** Problem requirements **
Render the following material again verbatim, leaving nothing out.

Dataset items
-----

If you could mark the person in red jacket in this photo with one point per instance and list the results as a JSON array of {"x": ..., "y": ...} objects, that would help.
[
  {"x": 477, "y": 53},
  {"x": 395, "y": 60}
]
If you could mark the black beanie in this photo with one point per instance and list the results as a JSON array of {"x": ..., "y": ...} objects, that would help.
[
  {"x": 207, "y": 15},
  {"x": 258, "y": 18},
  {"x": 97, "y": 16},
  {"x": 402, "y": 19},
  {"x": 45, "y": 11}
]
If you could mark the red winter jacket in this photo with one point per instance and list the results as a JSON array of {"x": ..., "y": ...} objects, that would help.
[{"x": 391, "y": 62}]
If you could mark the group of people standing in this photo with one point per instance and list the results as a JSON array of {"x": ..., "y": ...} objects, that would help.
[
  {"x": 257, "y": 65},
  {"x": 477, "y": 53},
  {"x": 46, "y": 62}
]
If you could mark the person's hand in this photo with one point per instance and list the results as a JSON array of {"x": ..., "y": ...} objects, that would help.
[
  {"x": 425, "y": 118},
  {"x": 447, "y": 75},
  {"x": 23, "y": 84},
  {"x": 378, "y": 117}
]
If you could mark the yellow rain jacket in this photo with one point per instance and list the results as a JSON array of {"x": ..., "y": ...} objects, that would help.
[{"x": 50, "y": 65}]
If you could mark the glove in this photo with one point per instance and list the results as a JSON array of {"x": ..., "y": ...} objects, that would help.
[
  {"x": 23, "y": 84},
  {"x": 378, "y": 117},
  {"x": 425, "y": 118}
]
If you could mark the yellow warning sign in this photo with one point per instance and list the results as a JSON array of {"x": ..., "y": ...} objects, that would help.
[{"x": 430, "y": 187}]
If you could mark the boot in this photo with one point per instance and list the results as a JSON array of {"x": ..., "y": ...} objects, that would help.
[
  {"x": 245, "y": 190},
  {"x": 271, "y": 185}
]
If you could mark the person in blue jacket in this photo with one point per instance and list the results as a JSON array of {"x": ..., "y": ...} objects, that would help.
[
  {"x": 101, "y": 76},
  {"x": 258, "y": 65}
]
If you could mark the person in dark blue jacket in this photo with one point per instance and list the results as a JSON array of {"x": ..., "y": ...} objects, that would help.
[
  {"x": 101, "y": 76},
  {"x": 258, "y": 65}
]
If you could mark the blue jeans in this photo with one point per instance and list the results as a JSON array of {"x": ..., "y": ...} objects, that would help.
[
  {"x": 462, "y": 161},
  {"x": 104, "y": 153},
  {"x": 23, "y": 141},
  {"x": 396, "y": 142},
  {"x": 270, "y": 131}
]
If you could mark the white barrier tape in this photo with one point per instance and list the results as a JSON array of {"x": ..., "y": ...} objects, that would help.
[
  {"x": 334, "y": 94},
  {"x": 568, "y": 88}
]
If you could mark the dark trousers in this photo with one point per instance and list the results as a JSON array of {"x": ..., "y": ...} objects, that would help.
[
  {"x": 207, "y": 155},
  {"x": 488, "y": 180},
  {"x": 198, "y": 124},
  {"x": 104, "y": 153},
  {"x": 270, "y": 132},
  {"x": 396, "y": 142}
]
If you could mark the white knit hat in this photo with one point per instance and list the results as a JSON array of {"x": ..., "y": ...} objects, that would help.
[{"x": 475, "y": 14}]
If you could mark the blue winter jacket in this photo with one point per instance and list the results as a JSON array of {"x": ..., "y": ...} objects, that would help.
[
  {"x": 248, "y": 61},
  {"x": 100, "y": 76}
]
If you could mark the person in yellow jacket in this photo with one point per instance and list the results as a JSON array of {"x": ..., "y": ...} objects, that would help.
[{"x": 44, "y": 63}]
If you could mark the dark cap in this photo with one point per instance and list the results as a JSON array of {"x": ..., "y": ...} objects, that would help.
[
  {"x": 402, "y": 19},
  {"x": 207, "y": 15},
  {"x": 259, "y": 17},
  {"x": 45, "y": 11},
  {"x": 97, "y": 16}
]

-----

** Solution for this task **
If you could mark the person in red jacket in this photo with one point per instance and list the results as a JSON array of {"x": ..., "y": ...} objects, that would help.
[
  {"x": 477, "y": 53},
  {"x": 395, "y": 60}
]
If you could mark the black beanie in this photo with one point per instance and list the results as a JSON array of {"x": ..., "y": ...} objects, that would help.
[
  {"x": 207, "y": 15},
  {"x": 258, "y": 18},
  {"x": 97, "y": 16},
  {"x": 402, "y": 19},
  {"x": 45, "y": 11}
]
If you could mark the red winter jacket in this photo with one point per instance and list the results as a JSON array of {"x": ..., "y": ...} objects, that would help.
[{"x": 391, "y": 62}]
If you could mark the group of people standing in this photo with one point per instance and list the results as a JSON array of {"x": ..., "y": ...} objects, that would help.
[
  {"x": 257, "y": 65},
  {"x": 477, "y": 53},
  {"x": 46, "y": 62}
]
If you could mark the person's hand in this photo with one point per instance and list the results as a JSON array of {"x": ..., "y": ...} objects, that would help.
[
  {"x": 425, "y": 118},
  {"x": 447, "y": 75},
  {"x": 23, "y": 84},
  {"x": 378, "y": 117}
]
If you could mark the yellow rain jacket in this photo with one point per instance and list the results as a JSON array of {"x": ..., "y": ...} objects, that would help.
[{"x": 50, "y": 65}]
If you could mark the glove in this photo with one point per instance and list the results as a JSON array of {"x": ..., "y": ...} objects, that would help.
[
  {"x": 23, "y": 84},
  {"x": 378, "y": 117},
  {"x": 425, "y": 118}
]
If you could mark the yellow warning sign in this photo with one point per instance and list the results as a JSON array of {"x": ..., "y": ...} objects, that would help.
[{"x": 430, "y": 187}]
If you could mark the boot in this photo with one point per instance and list the results as a JSON array of {"x": ..., "y": ...} objects, that would help.
[
  {"x": 245, "y": 190},
  {"x": 271, "y": 185}
]
If you could mark the person in blue jacket in this photo with one point per instance and list the results as a JSON array of {"x": ..., "y": ...} objects, that would help.
[
  {"x": 101, "y": 76},
  {"x": 258, "y": 65}
]
If you could mark the person in dark blue jacket in this photo with one point per instance and list the results as a JSON array of {"x": ..., "y": ...} objects, that would help.
[
  {"x": 101, "y": 76},
  {"x": 258, "y": 65}
]
If you could mark the blue jeans in this photo with one point per instance and list the results as a JSON array of {"x": ..., "y": ...} objects, that would help.
[
  {"x": 462, "y": 161},
  {"x": 104, "y": 153},
  {"x": 23, "y": 141},
  {"x": 396, "y": 142},
  {"x": 270, "y": 131}
]
If you could mark the white barrier tape in this photo with one point per instance and list the results as a JSON array of {"x": ..., "y": ...} objects, that would help.
[
  {"x": 334, "y": 94},
  {"x": 568, "y": 88}
]
If you could mark the dark trousers in this photo with one point per instance and list the results as a JSON array of {"x": ..., "y": ...} objects, that would help.
[
  {"x": 207, "y": 155},
  {"x": 488, "y": 180},
  {"x": 198, "y": 124},
  {"x": 104, "y": 153},
  {"x": 270, "y": 132},
  {"x": 396, "y": 142}
]
If you could mark the white knit hat in this photo with one point per instance and list the results as a JSON array of {"x": ..., "y": ...} objects, that would help.
[{"x": 475, "y": 14}]
If you could mark the blue winter jacket in this photo with one point per instance and list the results as a JSON array of {"x": ..., "y": ...} objects, that would help.
[
  {"x": 248, "y": 61},
  {"x": 100, "y": 76}
]
If you could mark the person in yellow jacket in this photo with one point per instance and list the results as a JSON array of {"x": ..., "y": ...} objects, that would help.
[{"x": 44, "y": 63}]
If you could mark the dark cap in this photo with one point per instance and list the results as a JSON array of {"x": ..., "y": ...} objects, that would help.
[
  {"x": 402, "y": 19},
  {"x": 207, "y": 15},
  {"x": 259, "y": 17},
  {"x": 45, "y": 11},
  {"x": 97, "y": 16}
]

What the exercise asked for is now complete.